FRAGMENTO DE LECTURA —
☆ ☆ ☆ ☆ ☆ ☆ ☆

Homo Symbolicus

Pablo Errázuriz | Sección: Arte y Cultura, Sociedad

Los símbolos son una realidad potente en la mente humana. No son solo el objeto material sensible, sino que llevan una carga propia en su existencia, son materialmente una cosa, pero en el sentido subjetivo –no como sinónimo de relativo, sino que en cuanto a apreciación del sujeto– son algo distinto. Un claro ejemplo lo encontramos en los tótems, un palo en la realidad, pero que en el imaginario de un pueblo representa toda una cosmovisión que es propia y única. De cierta manera, la mente humana resignifica el mundo objetivo, de la materia, transformándolo en un mundo del sujeto, quien entiende de una forma concreta la realidad.

☆ ☆ ☆ ☆ ☆ ☆ ☆

MATERIAL PRESENTADO —

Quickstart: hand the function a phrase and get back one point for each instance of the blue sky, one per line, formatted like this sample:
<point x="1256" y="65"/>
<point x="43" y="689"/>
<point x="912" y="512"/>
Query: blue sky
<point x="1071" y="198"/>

☆ ☆ ☆ ☆ ☆ ☆ ☆

EJERCICIOS PROPUESTOS —
• a. Reproduce del fragmento todo lo que va desde "Los símbolos son" hasta "concreta la realidad.".
• b. Responde estas preguntas sobre el fragmento:
(i) ¿Qué son los símbolos en la mente humana, según el fragmento?
(ii) ¿Qué representa un tótem en el imaginario de un pueblo?
(iii) ¿En qué transforma la mente humana el mundo objetivo?
Responde basándote únicamente en el fragmento.

EJERCICIOS RESUELTOS —
• a.
Los símbolos son una realidad potente en la mente humana. No son solo el objeto material sensible, sino que llevan una carga propia en su existencia, son materialmente una cosa, pero en el sentido subjetivo –no como sinónimo de relativo, sino que en cuanto a apreciación del sujeto– son algo distinto. Un claro ejemplo lo encontramos en los tótems, un palo en la realidad, pero que en el imaginario de un pueblo representa toda una cosmovisión que es propia y única. De cierta manera, la mente humana resignifica el mundo objetivo, de la materia, transformándolo en un mundo del sujeto, quien entiende de una forma concreta la realidad.

• b.
(i) Una realidad potente.
(ii) Toda una cosmovisión propia y única.
(iii) En un mundo del sujeto.